Convert the entries from the start through the line containing "pixel 419 573" into a two-column CSV with the header text,result and one row per entry. Put each entry's text in the text column and its answer in the result column, enclose every field in double quotes, and replace line breaks with spaces.

▶ **Information shown**
————————
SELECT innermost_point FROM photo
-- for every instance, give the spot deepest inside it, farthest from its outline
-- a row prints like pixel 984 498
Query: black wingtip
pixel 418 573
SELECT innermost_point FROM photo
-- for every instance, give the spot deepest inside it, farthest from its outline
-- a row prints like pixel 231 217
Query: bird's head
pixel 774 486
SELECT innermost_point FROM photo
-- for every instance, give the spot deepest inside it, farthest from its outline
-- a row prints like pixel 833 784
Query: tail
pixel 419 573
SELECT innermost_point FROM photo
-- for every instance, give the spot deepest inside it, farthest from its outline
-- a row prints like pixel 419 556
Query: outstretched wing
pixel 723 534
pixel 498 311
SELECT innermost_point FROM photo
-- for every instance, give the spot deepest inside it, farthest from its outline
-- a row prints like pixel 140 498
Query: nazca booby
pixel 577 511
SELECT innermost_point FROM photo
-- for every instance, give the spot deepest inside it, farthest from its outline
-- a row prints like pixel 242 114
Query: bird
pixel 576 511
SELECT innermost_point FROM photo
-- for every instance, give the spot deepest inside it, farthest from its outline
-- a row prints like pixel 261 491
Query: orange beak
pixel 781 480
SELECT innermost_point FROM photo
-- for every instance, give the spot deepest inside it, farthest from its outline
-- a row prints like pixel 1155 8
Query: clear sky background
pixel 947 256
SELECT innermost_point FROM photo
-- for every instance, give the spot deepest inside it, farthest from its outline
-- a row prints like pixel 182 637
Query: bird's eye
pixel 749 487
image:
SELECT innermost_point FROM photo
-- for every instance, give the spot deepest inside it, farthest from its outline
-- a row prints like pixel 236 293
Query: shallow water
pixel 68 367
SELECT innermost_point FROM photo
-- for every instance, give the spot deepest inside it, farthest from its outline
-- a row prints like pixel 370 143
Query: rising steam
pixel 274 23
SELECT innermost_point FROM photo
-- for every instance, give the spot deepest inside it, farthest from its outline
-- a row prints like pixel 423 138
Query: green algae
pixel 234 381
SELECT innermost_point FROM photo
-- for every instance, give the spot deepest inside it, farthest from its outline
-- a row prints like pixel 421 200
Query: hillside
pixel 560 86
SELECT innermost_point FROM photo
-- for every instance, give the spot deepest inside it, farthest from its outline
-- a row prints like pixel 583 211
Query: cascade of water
————————
▶ **Worked answer**
text,result
"SELECT innermost_point FROM photo -- for every instance, give the spot deepest inside it, farthest from its outline -- a row prints like pixel 984 498 Query: black wingtip","pixel 418 573"
"SELECT innermost_point FROM photo -- for every instance, give the spot deepest inside it, farthest from its outline -- a row prints like pixel 231 217 Query: bird's head","pixel 774 486"
"SELECT innermost_point FROM photo -- for every instance, give the spot deepest inside it, farthest from its outline -- a row prints like pixel 833 784 Query: tail","pixel 419 573"